Source data
──────────

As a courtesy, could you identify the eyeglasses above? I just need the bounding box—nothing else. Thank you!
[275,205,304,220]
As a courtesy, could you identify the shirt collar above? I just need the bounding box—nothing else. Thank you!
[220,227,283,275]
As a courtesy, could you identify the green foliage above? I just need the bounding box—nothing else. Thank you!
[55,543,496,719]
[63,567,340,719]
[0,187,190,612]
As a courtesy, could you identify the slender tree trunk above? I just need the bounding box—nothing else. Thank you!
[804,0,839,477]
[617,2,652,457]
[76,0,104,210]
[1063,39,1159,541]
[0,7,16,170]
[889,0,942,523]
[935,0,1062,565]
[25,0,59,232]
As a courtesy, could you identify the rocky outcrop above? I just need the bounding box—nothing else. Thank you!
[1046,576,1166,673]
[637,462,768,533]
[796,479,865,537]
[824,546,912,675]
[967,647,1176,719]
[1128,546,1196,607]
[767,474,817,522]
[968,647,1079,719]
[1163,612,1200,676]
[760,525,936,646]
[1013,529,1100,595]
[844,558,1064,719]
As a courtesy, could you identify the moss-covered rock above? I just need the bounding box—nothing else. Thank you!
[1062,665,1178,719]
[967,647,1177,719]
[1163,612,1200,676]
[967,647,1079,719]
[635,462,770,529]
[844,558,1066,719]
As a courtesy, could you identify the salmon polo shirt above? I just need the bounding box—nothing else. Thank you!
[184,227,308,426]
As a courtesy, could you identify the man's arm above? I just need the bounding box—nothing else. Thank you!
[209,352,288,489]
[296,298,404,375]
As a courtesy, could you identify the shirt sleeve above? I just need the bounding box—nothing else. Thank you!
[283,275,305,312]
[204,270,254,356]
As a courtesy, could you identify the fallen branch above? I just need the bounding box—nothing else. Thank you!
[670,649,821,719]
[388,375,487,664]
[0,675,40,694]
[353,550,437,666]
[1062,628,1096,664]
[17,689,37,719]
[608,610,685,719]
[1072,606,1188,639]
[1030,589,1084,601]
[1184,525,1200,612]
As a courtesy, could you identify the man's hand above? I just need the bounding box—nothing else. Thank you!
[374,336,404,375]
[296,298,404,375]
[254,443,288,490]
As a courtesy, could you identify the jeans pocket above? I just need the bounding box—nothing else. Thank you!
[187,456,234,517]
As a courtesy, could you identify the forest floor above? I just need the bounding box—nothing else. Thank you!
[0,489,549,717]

──────────

Set problem – Output every line of the entries above as a Markdown table with the columns Row and Line. Row holds a row number and Line holds the line, with blank lines left out.

Result –
| Row | Line |
|---|---|
| 1 | As a courtesy, could you identify the eyeglasses above? I just need the bounding box—nothing else. Thank you! |
| 2 | [275,205,304,220] |
| 3 | As a courtesy, could you identify the shirt collar above? I just need the bounding box—nothing else. Thank you! |
| 4 | [220,227,283,275] |
| 5 | As a courtesy, could you identify the green foliage above? I just need the bounding box—nothing else. Thank you! |
| 6 | [55,543,496,719] |
| 7 | [63,567,340,719] |
| 8 | [0,187,190,612] |
| 9 | As a courtesy, could you identify the slender tree trunk above? I just need the bounding box—nothing else. Thank you! |
| 10 | [804,0,839,477] |
| 11 | [617,2,652,457] |
| 12 | [76,0,104,210] |
| 13 | [1063,39,1159,541] |
| 14 | [0,7,16,170] |
| 15 | [889,0,942,523] |
| 16 | [935,0,1062,565] |
| 17 | [25,0,59,232] |
| 18 | As a courtesy, could you identify the rocky outcrop above? I just need the bounding box—nothing else. Thank you! |
| 19 | [1046,576,1166,673] |
| 20 | [637,462,768,533] |
| 21 | [796,479,865,537] |
| 22 | [824,546,912,675] |
| 23 | [967,647,1176,719] |
| 24 | [1128,546,1196,607] |
| 25 | [767,474,817,522] |
| 26 | [968,647,1079,719] |
| 27 | [1163,612,1200,676] |
| 28 | [760,525,936,646] |
| 29 | [1013,529,1100,595] |
| 30 | [844,558,1064,719] |
| 31 | As a courtesy, could you identify the moss-covered rock above? I just need the bounding box—nothing else. Thank you! |
| 32 | [1062,665,1178,719] |
| 33 | [967,647,1177,719] |
| 34 | [1163,612,1200,676] |
| 35 | [967,647,1079,719] |
| 36 | [635,462,770,529] |
| 37 | [844,558,1066,719] |
| 38 | As a courtesy, could you identify the salmon polo shirt above? I just need the bounding box—nothing else. Thank you! |
| 39 | [184,227,308,426] |
| 40 | As a courtesy, could you identify the man's arm above? I just need the bounding box—nothing else. Thank you! |
| 41 | [209,352,288,489] |
| 42 | [296,298,404,375] |
| 43 | As a courtesy, could you identify the shirt sleeve above? I just need the bounding box—nothing else. Thank you! |
| 44 | [283,275,305,312] |
| 45 | [204,270,254,356] |
| 46 | As a courtesy, could you identify the fallen branch above? I just need the bounding box—nothing else. Thank you! |
| 47 | [670,649,821,719] |
| 48 | [388,375,487,664] |
| 49 | [0,675,40,694] |
| 50 | [353,550,437,666] |
| 51 | [1062,628,1096,664] |
| 52 | [17,689,37,719] |
| 53 | [608,610,685,719] |
| 54 | [1072,606,1188,639] |
| 55 | [1030,589,1084,601] |
| 56 | [1184,525,1200,612] |
| 57 | As a courtesy, could you identify the man's hand above? I just need the bounding box—nothing else. Thank you! |
| 58 | [374,336,404,375] |
| 59 | [296,298,404,375] |
| 60 | [254,443,288,490] |
| 61 | As a courtesy, could you identify the jeans pocket above? I just need the bounding box—nothing else. Thank you! |
| 62 | [187,456,234,517] |
| 63 | As a courtesy, could you identify the forest floor above? I just need the bounding box—nothing else. Thank you! |
| 64 | [0,489,549,717] |